— START OF Data supplied —
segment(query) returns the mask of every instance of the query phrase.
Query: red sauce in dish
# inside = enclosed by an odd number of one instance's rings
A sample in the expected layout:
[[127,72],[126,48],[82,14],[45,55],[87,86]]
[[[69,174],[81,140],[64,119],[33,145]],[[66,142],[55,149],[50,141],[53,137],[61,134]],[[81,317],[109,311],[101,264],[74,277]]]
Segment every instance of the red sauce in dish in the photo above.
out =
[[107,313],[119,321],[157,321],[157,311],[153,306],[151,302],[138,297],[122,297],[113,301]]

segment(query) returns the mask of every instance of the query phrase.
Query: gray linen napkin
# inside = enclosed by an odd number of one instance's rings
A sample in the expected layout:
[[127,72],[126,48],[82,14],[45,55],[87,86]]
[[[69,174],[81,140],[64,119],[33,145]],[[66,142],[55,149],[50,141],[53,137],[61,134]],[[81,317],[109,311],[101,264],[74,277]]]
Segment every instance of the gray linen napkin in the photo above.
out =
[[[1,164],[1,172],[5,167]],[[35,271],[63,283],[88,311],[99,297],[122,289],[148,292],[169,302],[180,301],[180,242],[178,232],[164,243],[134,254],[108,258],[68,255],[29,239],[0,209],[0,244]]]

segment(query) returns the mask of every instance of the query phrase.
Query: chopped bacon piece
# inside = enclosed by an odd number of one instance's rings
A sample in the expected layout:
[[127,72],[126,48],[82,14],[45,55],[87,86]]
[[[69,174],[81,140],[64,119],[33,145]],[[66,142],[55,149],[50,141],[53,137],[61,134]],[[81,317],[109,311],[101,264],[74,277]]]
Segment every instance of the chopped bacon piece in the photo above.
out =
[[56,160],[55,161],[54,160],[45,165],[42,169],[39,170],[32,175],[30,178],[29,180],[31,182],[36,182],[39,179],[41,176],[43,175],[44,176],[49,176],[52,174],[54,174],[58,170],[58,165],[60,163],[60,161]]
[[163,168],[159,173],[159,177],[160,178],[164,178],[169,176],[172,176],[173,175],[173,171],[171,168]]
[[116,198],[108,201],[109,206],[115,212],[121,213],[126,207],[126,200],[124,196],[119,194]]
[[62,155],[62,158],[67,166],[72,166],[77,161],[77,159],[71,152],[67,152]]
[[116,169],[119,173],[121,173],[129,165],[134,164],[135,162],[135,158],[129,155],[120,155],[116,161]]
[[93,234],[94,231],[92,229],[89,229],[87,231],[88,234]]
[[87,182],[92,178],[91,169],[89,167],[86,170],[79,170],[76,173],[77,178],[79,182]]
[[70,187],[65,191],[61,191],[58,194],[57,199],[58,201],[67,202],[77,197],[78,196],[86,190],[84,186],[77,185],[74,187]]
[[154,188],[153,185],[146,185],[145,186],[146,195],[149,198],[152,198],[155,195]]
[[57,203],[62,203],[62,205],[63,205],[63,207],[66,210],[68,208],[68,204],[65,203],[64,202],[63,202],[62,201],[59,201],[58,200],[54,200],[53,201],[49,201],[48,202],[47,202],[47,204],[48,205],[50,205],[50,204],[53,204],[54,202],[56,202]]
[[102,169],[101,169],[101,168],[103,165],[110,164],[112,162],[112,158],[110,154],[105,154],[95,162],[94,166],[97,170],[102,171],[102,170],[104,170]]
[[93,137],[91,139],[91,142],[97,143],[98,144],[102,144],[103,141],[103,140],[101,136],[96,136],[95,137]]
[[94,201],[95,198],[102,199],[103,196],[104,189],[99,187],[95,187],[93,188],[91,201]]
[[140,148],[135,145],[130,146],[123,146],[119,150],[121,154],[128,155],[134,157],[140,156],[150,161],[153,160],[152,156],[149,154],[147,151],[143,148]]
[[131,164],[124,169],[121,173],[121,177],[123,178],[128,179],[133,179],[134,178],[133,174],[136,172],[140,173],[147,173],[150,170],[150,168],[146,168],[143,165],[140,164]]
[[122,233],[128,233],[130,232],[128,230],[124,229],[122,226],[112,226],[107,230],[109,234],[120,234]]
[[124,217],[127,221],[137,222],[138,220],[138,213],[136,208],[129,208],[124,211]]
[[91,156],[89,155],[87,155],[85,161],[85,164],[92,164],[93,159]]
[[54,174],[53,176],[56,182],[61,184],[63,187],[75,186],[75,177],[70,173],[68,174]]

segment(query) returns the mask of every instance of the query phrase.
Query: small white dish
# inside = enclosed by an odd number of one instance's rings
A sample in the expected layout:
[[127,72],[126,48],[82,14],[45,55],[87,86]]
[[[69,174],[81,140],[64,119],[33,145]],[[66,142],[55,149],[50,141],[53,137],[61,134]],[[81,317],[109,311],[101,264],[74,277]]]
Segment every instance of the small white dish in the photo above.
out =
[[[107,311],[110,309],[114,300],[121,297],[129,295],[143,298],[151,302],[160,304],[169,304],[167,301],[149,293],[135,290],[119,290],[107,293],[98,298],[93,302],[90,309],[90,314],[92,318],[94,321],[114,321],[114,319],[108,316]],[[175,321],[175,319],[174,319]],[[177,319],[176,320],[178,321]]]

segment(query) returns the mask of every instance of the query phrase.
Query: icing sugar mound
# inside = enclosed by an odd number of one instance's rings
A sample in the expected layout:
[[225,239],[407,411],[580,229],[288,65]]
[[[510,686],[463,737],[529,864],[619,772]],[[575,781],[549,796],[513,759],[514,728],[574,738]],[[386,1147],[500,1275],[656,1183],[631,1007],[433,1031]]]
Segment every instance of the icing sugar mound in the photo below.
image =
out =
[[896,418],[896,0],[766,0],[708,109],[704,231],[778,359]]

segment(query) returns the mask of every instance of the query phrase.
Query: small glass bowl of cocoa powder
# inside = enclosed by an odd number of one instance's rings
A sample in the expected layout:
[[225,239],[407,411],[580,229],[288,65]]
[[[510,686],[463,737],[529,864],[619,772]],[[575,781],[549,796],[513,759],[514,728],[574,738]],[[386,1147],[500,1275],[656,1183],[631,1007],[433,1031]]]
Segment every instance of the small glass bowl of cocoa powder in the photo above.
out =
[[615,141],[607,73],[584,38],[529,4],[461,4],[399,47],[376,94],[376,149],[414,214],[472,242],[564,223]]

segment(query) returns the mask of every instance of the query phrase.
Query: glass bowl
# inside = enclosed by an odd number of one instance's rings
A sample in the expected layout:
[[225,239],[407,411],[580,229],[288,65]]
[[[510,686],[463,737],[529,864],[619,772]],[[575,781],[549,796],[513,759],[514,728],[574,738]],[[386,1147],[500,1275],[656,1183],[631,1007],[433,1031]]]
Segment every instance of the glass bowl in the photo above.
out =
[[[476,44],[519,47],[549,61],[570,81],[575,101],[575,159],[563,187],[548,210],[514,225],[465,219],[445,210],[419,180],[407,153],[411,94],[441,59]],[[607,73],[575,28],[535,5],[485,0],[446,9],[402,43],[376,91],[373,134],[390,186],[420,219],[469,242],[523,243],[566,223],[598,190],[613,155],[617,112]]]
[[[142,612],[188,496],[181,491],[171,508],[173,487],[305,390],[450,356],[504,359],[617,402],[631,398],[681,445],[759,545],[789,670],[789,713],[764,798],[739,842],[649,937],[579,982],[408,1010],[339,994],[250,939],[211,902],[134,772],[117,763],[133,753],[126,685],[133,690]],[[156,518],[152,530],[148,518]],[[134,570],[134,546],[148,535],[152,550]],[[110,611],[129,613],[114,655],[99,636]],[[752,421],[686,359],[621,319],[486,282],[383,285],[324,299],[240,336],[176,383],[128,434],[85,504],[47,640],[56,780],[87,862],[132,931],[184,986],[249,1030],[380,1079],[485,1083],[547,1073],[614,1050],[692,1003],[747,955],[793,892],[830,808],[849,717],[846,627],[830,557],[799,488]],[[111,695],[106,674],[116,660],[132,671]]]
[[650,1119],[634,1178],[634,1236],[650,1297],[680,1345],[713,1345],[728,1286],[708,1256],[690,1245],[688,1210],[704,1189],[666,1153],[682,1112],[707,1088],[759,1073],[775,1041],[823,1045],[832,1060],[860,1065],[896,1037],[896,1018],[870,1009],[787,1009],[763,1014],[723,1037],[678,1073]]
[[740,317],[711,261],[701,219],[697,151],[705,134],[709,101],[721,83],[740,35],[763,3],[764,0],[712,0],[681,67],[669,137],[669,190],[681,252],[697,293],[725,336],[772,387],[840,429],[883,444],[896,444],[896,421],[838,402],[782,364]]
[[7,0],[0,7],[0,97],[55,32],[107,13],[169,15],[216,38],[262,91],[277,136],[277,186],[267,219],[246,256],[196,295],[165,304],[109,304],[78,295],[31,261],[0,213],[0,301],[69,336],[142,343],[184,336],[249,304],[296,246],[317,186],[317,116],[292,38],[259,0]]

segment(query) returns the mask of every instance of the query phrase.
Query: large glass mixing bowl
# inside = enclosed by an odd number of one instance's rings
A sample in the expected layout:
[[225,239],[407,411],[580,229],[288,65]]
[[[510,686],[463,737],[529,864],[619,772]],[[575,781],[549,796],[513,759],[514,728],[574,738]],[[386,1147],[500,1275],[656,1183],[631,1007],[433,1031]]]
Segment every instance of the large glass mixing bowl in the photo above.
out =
— END OF Data supplied —
• [Aim]: Count the lines in the items above that contain the string "white", treating uppercase and lowercase as different. Give only the number.

• [Correct response]: 2